▶ **EXERCISE**
Write out the line that contains "Find branch bark.", then every following line to the end of the records below, with no other lines and no changes.

START DATA RECORDS

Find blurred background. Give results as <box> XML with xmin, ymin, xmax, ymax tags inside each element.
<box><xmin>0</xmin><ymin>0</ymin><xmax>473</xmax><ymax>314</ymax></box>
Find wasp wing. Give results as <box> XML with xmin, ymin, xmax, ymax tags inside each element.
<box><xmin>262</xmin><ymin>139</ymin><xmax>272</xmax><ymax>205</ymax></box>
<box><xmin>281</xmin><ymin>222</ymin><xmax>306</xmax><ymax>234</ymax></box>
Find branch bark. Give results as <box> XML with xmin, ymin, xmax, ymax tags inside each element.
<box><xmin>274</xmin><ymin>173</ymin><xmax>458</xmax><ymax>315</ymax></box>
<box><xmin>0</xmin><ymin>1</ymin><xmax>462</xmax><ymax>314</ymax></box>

END DATA RECORDS

▶ **WRITTEN RESPONSE**
Find branch bark. Give results as <box> XML with xmin, ymin, xmax, ymax tags inside each element.
<box><xmin>274</xmin><ymin>173</ymin><xmax>458</xmax><ymax>315</ymax></box>
<box><xmin>0</xmin><ymin>1</ymin><xmax>462</xmax><ymax>314</ymax></box>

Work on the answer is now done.